TASK INSTRUCTIONS: Lay out the material below as a Markdown table with two columns, Number and Entry. Give each line its own numbered row and leave out any blank lines.

DATA SUPPLIED:
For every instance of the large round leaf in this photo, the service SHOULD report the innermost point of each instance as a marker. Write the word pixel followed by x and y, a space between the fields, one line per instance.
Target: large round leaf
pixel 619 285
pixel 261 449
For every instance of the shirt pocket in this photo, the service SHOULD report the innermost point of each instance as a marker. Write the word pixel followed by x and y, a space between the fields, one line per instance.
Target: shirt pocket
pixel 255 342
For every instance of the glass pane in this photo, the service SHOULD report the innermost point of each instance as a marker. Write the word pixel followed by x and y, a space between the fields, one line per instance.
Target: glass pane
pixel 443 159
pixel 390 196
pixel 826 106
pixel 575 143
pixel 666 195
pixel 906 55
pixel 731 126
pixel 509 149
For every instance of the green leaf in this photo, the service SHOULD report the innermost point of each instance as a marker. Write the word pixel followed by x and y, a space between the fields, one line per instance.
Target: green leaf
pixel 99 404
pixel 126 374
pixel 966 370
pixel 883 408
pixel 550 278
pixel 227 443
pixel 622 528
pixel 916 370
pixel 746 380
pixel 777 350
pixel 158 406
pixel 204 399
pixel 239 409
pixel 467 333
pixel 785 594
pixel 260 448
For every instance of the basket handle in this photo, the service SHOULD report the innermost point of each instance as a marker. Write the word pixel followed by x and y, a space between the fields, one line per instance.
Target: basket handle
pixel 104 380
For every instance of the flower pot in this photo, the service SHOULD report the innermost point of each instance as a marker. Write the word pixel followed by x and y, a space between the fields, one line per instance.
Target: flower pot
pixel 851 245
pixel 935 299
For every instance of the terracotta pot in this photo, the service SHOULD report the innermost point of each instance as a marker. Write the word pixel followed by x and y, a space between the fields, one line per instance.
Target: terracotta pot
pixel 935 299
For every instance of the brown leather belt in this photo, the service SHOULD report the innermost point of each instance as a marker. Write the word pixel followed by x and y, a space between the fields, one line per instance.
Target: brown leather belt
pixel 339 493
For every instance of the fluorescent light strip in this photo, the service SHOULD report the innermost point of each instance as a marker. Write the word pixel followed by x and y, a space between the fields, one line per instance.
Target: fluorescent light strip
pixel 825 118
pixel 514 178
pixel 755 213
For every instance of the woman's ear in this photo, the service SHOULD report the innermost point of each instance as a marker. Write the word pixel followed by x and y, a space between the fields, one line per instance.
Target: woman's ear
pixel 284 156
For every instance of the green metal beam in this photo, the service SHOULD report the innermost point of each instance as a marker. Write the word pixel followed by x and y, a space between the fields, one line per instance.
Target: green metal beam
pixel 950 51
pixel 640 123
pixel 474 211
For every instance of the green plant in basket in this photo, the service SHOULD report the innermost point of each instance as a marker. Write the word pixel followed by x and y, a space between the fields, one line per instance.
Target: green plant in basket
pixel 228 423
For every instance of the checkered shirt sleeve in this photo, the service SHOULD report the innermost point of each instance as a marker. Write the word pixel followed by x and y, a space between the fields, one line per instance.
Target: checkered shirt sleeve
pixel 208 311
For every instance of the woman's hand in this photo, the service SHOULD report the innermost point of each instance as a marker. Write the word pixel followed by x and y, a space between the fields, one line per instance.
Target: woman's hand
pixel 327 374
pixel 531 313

WRITTEN RESPONSE:
| Number | Entry |
|---|---|
| 1 | For every instance of the large round leaf in this photo, the service SHOULD report the innermost point of each instance as a marker. Write the word pixel followed by x and y, a space between the fields, one line per instance. |
| 2 | Target: large round leaf |
| 3 | pixel 619 285 |
| 4 | pixel 261 449 |
| 5 | For every instance of the shirt pocket in this photo, the service SHOULD report the innermost point of each instance as a marker. Write the word pixel followed by x and y, a space between the fields, one line per instance. |
| 6 | Target: shirt pocket |
| 7 | pixel 255 342 |
| 8 | For every instance of the glass pane in this photo, the service SHOULD report the innermost point of each instance as a marker. Write the word pixel followed by x and y, a space between the fields, one line per instance. |
| 9 | Target: glass pane |
| 10 | pixel 443 159 |
| 11 | pixel 390 196 |
| 12 | pixel 826 106 |
| 13 | pixel 575 143 |
| 14 | pixel 666 195 |
| 15 | pixel 906 55 |
| 16 | pixel 731 126 |
| 17 | pixel 509 149 |
| 18 | For every instance of the green leaf in this photo, the service SHOULD report the innermost point of each instance as a marker. Write the word pixel followed by x and y, a space between the fields, one line per instance. |
| 19 | Target: green leaf |
| 20 | pixel 99 404 |
| 21 | pixel 126 374 |
| 22 | pixel 966 370 |
| 23 | pixel 883 408 |
| 24 | pixel 550 278 |
| 25 | pixel 227 443 |
| 26 | pixel 622 528 |
| 27 | pixel 916 370 |
| 28 | pixel 746 380 |
| 29 | pixel 777 350 |
| 30 | pixel 158 406 |
| 31 | pixel 204 399 |
| 32 | pixel 239 409 |
| 33 | pixel 467 333 |
| 34 | pixel 785 594 |
| 35 | pixel 260 448 |
| 36 | For every instance of the basket handle in this photo, the service SHOULD report the innermost point of each instance as a marker. Write the word pixel followed by x and y, a space between the fields, one line per instance. |
| 37 | Target: basket handle |
| 38 | pixel 104 380 |
| 39 | For every instance of the flower pot in this photo, the service SHOULD report the innermost point of each instance as a marker. Write the word pixel followed by x and y, a space between the fields, one line per instance. |
| 40 | Target: flower pot |
| 41 | pixel 851 245 |
| 42 | pixel 935 299 |
| 43 | For every instance of the terracotta pot in this photo, the service SHOULD report the innermost point of each instance as a marker. Write the word pixel followed by x and y, a space between the fields, one line per instance. |
| 44 | Target: terracotta pot |
| 45 | pixel 935 299 |
| 46 | For every instance of the brown leather belt in this photo, the service SHOULD report the innermost point of each instance as a marker. Write the word pixel followed by x and y, a space between the fields, one line per instance. |
| 47 | Target: brown leather belt |
| 48 | pixel 339 493 |
| 49 | For every instance of the fluorescent light strip in this photo, the service SHOULD report the innermost point of each instance as a marker. Write the word pixel followed by x and y, a space between the fields, one line per instance. |
| 50 | Target: fluorescent light strip |
| 51 | pixel 825 118 |
| 52 | pixel 514 178 |
| 53 | pixel 755 213 |
| 54 | For every instance of the woman's ear in this photo, the service SHOULD report the innermost point of each instance as a marker. Write the word pixel followed by x and y, a space between the fields, one line per instance. |
| 55 | Target: woman's ear |
| 56 | pixel 284 156 |
| 57 | For every instance of the green metal beam in this photo, the service SHOULD report the innermost point of each instance as a marker. Write the word pixel followed by x and y, a space between the fields, one line per instance. |
| 58 | Target: green metal beam |
| 59 | pixel 950 51 |
| 60 | pixel 640 123 |
| 61 | pixel 474 211 |
| 62 | For every instance of the green plant in basket in this photo, the service SHOULD report the innermost point of each instance as a marker. Write the word pixel followed by x and y, a space between the fields, one line per instance. |
| 63 | Target: green plant in basket |
| 64 | pixel 228 423 |
| 65 | For every instance of the checkered shirt sleeve in this photo, the service SHOULD report the innermost point of each instance as a marker. Write the word pixel followed by x and y, a space between the fields, one line per instance. |
| 66 | Target: checkered shirt sleeve |
| 67 | pixel 208 311 |
| 68 | For every instance of the woman's hand in this photo, the service SHOULD report the innermost point of each instance as a marker. Write the word pixel followed by x and y, a space between the fields, one line per instance. |
| 69 | Target: woman's hand |
| 70 | pixel 327 374 |
| 71 | pixel 531 313 |